→ **Selected extract**
+ + +

Among his many commitments, Schwader offers a Bard Core Shakespeare Workshop for actors of all levels, a program he conceived in Chicago in 2006; it is also the central component of his Shakespeare in Performance class at Avila. What students take from the course “is the most important and most difficult to practice element in acting: listening,” he says. “I’m very passionate about this process and am continually surprised by the results.”
This past fall, Schwader directed Noel Coward’s “Hay Fever” at Avila and narrated KC Chorale’s “A Christmas Carol.” He taught a class on body language/non-verbal communication at the Transition Center of Kansas City (TCKC), part of the Restorative Reentry Community (RRC) project.
Capping it all off, he’s joined the board of The Theatre Community Fund of Kansas City (TCFKC), which supports theatre artists, technicians and staff during lean times.
He expects to start working with Heart of America Shakespeare Festival soon and has already been cast as Father Flynn in “Doubt” for KC Actors in February/March of 2025.
“I bear a charmed life,” said Macbeth. Schwader feels the same.
“I’m an actor, director, teacher, friend, acquaintance, son, grandson, brother, uncle, husband, and father,” he says. “I’m lucky to be so many people all in one.”

+ + +

→ **Work to do**
1/ In the passage about Schwader, what role has he been cast in for "Doubt"?
2/ Select every line of the listing that contains the word "bread".

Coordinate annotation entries
+ + +

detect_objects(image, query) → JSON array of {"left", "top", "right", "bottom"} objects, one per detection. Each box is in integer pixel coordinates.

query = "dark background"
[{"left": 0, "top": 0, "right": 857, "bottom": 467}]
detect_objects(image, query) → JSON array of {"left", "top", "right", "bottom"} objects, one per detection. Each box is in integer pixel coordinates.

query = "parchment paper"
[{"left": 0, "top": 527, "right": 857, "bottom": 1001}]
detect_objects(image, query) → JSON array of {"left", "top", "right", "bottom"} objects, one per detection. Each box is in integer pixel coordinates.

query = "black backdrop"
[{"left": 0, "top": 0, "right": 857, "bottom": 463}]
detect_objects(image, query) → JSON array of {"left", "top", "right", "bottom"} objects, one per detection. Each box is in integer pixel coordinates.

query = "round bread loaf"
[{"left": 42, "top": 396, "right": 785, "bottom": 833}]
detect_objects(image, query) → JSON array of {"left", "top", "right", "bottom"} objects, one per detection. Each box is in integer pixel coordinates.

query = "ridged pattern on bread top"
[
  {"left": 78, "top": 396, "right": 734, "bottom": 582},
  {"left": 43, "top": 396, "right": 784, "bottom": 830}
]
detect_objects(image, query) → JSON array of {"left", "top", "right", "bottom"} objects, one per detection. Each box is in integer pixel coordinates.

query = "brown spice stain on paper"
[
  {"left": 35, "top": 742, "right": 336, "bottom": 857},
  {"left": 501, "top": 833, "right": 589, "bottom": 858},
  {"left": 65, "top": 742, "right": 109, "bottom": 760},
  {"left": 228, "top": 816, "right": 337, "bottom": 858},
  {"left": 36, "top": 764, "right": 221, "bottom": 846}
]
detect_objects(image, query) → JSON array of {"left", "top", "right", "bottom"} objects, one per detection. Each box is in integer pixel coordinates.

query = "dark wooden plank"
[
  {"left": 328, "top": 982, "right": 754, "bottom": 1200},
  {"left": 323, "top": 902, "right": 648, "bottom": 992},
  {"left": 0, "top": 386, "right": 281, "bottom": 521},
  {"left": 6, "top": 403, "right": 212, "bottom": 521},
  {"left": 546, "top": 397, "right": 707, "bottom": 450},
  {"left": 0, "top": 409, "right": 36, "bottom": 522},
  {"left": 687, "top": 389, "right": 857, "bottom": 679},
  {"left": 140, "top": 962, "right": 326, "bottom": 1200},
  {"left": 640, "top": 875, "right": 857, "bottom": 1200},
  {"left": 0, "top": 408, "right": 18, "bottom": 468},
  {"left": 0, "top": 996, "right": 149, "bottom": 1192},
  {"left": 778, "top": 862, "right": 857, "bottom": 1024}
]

+ + +

→ **Responses per task**
1/ Father Flynn

2/
query = "round bread loaf"
query = "ridged pattern on bread top"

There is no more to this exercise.